- Written instruction A
Sum up the review of Ek Tha Tiger in two sentences.

- Source extract
===============

The thing about bans is that they pique your curiosity beyond reason and you end up watching a movie that you otherwise may have had no interest in. Curiosity gets the worst of us in Ek Tha Tiger, only this Tiger turns out to be a pussycat, an overgrown pumped up billa that fits the proverb perfectly.

Manish/Avinash  (alias Tiger), an experienced RAW agent allows himself to fall in love with ISI agent Zoya. Hell, if all ISI agents really looked this hot then they’d all be doubling as belly-dancers, just as Zoya does at the end of the film “Masha’allah” and that would make the ISI much more interesting than it actually is.

Anyway, Zoya’s, “Mein ISI, tum RAW, hum kabhi saath nahin ho sakte” (I am ISI you are RAW and we can never be together) lays the premise of the film and director Kabir Khan spends a little over two hours trying to convince the audience that human beings both sides of the border are the same people and they are impossible to be told apart.

They both wear the keffiyah (and you thought it was a Muslim thing), they both have radical mullah type beards (and you thought it was a Muslim thing), and they can both have the same kinds of names. If you thought Professor Kidwai sounded more Pakistani than Indian then that was only because the director was proving a point.

Pakistanis and Indians are alike, he implies, set apart and against each other by only organizations like the ISI and RAW. Though Kabir Khan has directed fairly serious films like New York, I suspect his intelligence took a nosedive when he thought this film would clear the Pakistani censor board.

He really hasn’t a clue about how the old Pakistani mind works, does he?

He doesn’t. And his characters come across as just as clueless.

As secret agents, both Tiger and Zoya are unconvincing and ineffective. Being a trained RAW agent, how does Tiger not run a background check on Zoya, who he finds in Professor Kidwai’s house as a house-keeper? Kidwai, by the way, is a scientist creating anti-missile technology for India and is suspected of selling it to Pakistan. It doesn’t matter what he’s making because that mission is debunked and forgotten within minutes of the spies falling in love. It’s brushed away and forgotten as trivia. Second, being on the almost militant secret services, how do these two agents allow themselves to fall in love in the first place? That too with each other.

“There are over 200 countries in the world,” says Tiger’s supervisor in the RAW, “and he had to fall in love with a Pakistani!”

“I didn’t know she was the enemy when I fell in love,” he replies, “and when I did I didn’t know why she was the enemy.” Cute. That’s more than a decade of his training/drilling/brainwashing down the drain.

Pussycat or hardwired secret agent, Tiger sees himself as a James Bond counterpart.

He even wears an aspirational 007 t-shirt in one part of the film but honestly, there is nothing James Bond about this one. The world’s favourite British spy may enjoy perks on the job (ie sex) but he never allows himself to fall in love. Even when he does fall in love, he never compromises his mission quite as conveniently as Tiger does at the Trinity College in Dublin where Professor Kidwai is developing an anti-missile program. To hell with the mission, they’re in love!

What we do know is that Tiger and Zoya fall in love, throw away their cell phones and hop, skip and jump their way to anonymity from the ISI and RAW. And while they’re doing that (risking death for betrayal to their respective countries) one wonders how their love for each other got deeper than their love for their country. As a spy thriller Ek Tha Tiger disappoints for its gaping flaws, but even as a romance it fails in creating anything more than a lukewarm love story.

Is Ek Tha Tiger offensive to Pakistanis? I really don’t think so. In fact, it’s actually offensive to RAW agents who depart on missions wearing their hearts on their sleeves and fall for fluttering eyelashes and sexy pouts even if it means compromising national security. I would take offense if I were an Indian.

Was the Censor Board right in censoring the film? I would have to concede that it was. A film that opens with “India and Pakistan have fought four wars because of rogue organizations ISI and RAW” is destined for a ban. ‘Love shove’ and all that mushiness doesn’t cut it to kosher. We’d rather stick to the Cocktails and Heroines, even Jisms and Dirty Pictures thank you very much.

===============

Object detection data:
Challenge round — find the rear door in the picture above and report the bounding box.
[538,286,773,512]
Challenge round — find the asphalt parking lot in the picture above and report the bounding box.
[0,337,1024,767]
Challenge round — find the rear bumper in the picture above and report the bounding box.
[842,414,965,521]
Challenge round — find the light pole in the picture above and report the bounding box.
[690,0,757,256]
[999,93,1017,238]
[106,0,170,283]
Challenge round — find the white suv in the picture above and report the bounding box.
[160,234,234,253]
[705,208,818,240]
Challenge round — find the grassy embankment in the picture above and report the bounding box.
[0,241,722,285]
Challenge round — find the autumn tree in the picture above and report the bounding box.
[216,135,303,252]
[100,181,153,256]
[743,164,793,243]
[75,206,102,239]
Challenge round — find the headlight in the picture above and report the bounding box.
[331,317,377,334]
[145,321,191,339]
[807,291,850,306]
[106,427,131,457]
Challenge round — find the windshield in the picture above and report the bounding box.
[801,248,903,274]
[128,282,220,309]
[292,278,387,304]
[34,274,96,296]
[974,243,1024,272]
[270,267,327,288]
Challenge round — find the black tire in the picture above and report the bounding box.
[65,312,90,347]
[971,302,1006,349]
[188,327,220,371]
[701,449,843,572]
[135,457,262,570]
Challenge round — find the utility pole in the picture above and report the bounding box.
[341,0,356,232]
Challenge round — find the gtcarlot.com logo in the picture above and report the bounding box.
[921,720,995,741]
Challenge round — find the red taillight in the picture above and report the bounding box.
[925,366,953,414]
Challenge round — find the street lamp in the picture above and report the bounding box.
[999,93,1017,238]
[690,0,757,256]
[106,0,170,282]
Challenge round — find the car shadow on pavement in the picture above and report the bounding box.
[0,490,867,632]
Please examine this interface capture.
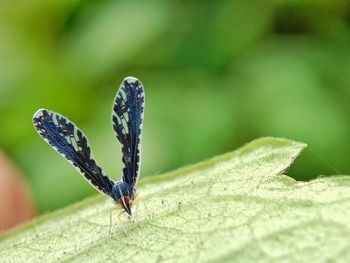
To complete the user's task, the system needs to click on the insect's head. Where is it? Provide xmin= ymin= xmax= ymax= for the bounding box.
xmin=112 ymin=181 xmax=134 ymax=215
xmin=118 ymin=195 xmax=132 ymax=216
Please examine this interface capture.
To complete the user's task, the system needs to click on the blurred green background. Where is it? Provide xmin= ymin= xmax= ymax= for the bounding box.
xmin=0 ymin=0 xmax=350 ymax=213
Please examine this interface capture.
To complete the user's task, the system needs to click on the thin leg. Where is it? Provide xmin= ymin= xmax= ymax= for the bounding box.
xmin=134 ymin=193 xmax=149 ymax=220
xmin=109 ymin=207 xmax=118 ymax=233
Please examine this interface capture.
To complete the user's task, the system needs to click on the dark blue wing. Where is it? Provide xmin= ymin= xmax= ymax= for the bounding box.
xmin=112 ymin=77 xmax=145 ymax=186
xmin=33 ymin=109 xmax=114 ymax=196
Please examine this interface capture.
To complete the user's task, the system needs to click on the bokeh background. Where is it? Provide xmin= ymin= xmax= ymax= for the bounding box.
xmin=0 ymin=0 xmax=350 ymax=227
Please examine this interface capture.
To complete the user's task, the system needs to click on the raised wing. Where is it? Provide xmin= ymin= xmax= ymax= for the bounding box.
xmin=112 ymin=77 xmax=145 ymax=186
xmin=33 ymin=109 xmax=114 ymax=196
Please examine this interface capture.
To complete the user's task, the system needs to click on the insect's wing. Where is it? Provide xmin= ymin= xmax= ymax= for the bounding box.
xmin=33 ymin=109 xmax=114 ymax=196
xmin=112 ymin=77 xmax=145 ymax=186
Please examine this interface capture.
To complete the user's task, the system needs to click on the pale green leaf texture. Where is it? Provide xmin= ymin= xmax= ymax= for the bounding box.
xmin=0 ymin=138 xmax=350 ymax=263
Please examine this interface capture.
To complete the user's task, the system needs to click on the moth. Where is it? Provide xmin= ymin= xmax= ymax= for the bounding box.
xmin=33 ymin=77 xmax=145 ymax=216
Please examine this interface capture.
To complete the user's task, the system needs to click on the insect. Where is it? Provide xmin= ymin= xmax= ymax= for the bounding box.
xmin=33 ymin=77 xmax=145 ymax=219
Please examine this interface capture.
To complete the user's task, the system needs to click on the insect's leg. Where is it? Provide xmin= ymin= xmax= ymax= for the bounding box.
xmin=109 ymin=207 xmax=118 ymax=233
xmin=134 ymin=193 xmax=149 ymax=218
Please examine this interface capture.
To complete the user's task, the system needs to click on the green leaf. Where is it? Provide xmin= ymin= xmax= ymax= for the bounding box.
xmin=0 ymin=138 xmax=350 ymax=262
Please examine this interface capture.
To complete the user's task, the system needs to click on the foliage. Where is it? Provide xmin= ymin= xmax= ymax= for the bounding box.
xmin=0 ymin=0 xmax=350 ymax=211
xmin=0 ymin=138 xmax=350 ymax=262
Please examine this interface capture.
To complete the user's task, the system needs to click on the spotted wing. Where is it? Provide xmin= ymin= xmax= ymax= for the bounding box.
xmin=33 ymin=109 xmax=114 ymax=196
xmin=112 ymin=77 xmax=145 ymax=186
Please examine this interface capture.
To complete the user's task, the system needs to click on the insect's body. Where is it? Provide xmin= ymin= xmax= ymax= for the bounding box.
xmin=112 ymin=181 xmax=136 ymax=215
xmin=33 ymin=77 xmax=144 ymax=215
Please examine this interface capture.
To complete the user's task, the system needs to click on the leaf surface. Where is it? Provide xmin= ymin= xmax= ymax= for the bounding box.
xmin=0 ymin=138 xmax=350 ymax=262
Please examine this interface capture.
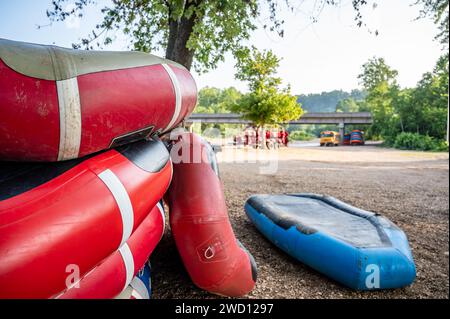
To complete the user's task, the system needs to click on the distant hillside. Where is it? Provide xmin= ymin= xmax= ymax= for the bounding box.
xmin=297 ymin=90 xmax=365 ymax=113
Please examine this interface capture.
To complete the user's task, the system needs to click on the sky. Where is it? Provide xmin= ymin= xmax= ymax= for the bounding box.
xmin=0 ymin=0 xmax=442 ymax=94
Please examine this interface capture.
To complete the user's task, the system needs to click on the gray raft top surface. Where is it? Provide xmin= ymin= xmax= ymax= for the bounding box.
xmin=248 ymin=194 xmax=395 ymax=248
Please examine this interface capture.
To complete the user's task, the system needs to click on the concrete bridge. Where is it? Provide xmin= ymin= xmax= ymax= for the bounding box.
xmin=184 ymin=112 xmax=373 ymax=139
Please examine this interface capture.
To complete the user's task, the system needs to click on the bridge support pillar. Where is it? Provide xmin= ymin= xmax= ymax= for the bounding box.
xmin=339 ymin=122 xmax=345 ymax=145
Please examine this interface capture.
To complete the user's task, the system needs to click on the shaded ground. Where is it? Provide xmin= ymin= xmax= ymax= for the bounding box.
xmin=151 ymin=146 xmax=449 ymax=298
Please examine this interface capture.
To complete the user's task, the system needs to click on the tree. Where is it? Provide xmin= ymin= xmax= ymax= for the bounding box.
xmin=358 ymin=57 xmax=401 ymax=139
xmin=336 ymin=97 xmax=359 ymax=112
xmin=47 ymin=0 xmax=376 ymax=71
xmin=195 ymin=87 xmax=242 ymax=113
xmin=232 ymin=47 xmax=303 ymax=147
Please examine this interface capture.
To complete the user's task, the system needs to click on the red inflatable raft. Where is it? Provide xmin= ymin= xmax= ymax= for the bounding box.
xmin=55 ymin=203 xmax=164 ymax=299
xmin=0 ymin=39 xmax=197 ymax=161
xmin=0 ymin=140 xmax=172 ymax=298
xmin=168 ymin=134 xmax=257 ymax=296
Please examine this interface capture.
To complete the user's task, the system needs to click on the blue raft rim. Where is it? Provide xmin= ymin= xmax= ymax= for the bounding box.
xmin=245 ymin=193 xmax=416 ymax=290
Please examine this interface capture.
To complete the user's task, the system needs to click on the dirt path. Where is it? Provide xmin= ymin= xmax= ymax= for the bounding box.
xmin=152 ymin=146 xmax=449 ymax=298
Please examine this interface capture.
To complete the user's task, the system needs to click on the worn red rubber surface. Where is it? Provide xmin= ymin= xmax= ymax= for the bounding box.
xmin=167 ymin=134 xmax=256 ymax=296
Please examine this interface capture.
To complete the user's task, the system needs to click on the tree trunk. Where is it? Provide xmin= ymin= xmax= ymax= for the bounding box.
xmin=166 ymin=0 xmax=200 ymax=70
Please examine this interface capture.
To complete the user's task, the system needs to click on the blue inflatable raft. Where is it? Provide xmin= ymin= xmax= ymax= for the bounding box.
xmin=245 ymin=194 xmax=416 ymax=290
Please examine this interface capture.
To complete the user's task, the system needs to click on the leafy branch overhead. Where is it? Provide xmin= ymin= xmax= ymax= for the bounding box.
xmin=47 ymin=0 xmax=380 ymax=71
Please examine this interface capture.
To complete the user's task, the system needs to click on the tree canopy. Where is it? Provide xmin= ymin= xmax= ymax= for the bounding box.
xmin=232 ymin=48 xmax=303 ymax=127
xmin=195 ymin=87 xmax=242 ymax=113
xmin=47 ymin=0 xmax=376 ymax=71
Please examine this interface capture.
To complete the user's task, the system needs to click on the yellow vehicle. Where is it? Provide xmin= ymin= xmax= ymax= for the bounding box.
xmin=320 ymin=131 xmax=340 ymax=146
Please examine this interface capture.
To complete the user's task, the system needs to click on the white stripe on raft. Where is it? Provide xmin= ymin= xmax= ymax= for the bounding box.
xmin=130 ymin=277 xmax=150 ymax=299
xmin=56 ymin=77 xmax=81 ymax=161
xmin=98 ymin=169 xmax=134 ymax=247
xmin=161 ymin=63 xmax=181 ymax=132
xmin=156 ymin=202 xmax=166 ymax=238
xmin=119 ymin=244 xmax=134 ymax=290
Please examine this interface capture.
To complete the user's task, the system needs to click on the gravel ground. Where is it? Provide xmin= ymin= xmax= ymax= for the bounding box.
xmin=151 ymin=146 xmax=449 ymax=298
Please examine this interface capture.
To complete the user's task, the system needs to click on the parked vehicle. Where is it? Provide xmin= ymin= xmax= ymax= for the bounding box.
xmin=343 ymin=134 xmax=351 ymax=145
xmin=320 ymin=131 xmax=339 ymax=146
xmin=350 ymin=130 xmax=365 ymax=145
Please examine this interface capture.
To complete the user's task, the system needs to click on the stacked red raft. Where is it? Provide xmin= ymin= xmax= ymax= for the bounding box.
xmin=0 ymin=39 xmax=256 ymax=298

===============

- Written instruction B
Please gather every line of the records that contains the string "green", with case counting.

- Result A
The review of Ek Tha Tiger says the film, in which RAW agent Tiger falls in love with ISI agent Zoya, disappoints as a spy thriller because of gaping flaws and fails as a romance, producing only a lukewarm love story. It calls both agents unconvincing and ineffective and finds the film more offensive to RAW agents than to Pakistanis, while conceding that the Censor Board was right in censoring it.

- Result B
To complete the user's task, the system needs to click on the blurred green background. Where is it? Provide xmin= ymin= xmax= ymax= for the bounding box.
To complete the user's task, the system needs to click on the pale green leaf texture. Where is it? Provide xmin= ymin= xmax= ymax= for the bounding box.
To complete the user's task, the system needs to click on the green leaf. Where is it? Provide xmin= ymin= xmax= ymax= for the bounding box.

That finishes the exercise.